-- What you should do --
Select each line of the items below that contains the word "painted".

-- Portion of a data file --
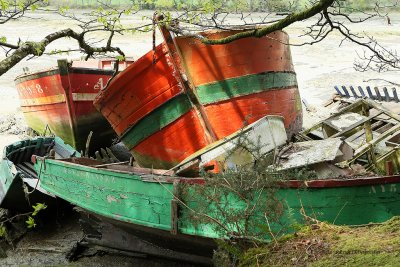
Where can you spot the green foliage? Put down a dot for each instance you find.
(30, 222)
(38, 207)
(3, 230)
(120, 57)
(328, 245)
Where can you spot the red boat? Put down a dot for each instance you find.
(60, 100)
(184, 95)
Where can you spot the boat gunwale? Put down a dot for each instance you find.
(289, 184)
(55, 70)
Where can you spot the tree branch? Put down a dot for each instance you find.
(37, 48)
(279, 25)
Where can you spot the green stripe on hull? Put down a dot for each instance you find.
(134, 198)
(244, 85)
(159, 118)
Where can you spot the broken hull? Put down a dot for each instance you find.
(240, 82)
(16, 170)
(61, 99)
(151, 109)
(143, 199)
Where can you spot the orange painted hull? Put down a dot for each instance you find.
(60, 101)
(152, 108)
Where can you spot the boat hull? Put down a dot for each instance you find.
(60, 101)
(16, 172)
(198, 95)
(144, 199)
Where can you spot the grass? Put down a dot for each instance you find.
(324, 245)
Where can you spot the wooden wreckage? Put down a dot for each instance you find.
(199, 94)
(60, 101)
(20, 186)
(354, 147)
(182, 108)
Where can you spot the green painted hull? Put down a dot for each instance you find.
(15, 170)
(137, 197)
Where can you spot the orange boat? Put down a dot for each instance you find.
(60, 99)
(184, 95)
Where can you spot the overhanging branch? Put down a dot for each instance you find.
(37, 48)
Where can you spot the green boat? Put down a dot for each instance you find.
(143, 202)
(19, 184)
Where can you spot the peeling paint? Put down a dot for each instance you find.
(373, 189)
(111, 199)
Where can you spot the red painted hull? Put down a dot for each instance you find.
(61, 100)
(228, 86)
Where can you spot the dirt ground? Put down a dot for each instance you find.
(319, 67)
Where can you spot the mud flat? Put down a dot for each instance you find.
(319, 68)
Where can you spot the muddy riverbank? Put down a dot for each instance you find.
(319, 68)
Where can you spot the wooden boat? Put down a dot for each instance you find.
(61, 100)
(16, 171)
(143, 202)
(184, 95)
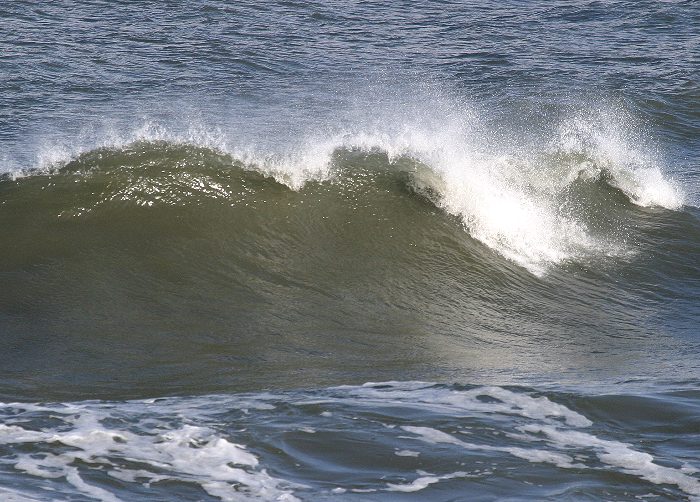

-- Written solution --
Where can you spot the orange painted hull? Put down a dot for each instance you find.
Where can you spot the green painted hull? Put down a dot for each instance you find.
Where can you spot the red painted hull? Put down a dot for each instance you find.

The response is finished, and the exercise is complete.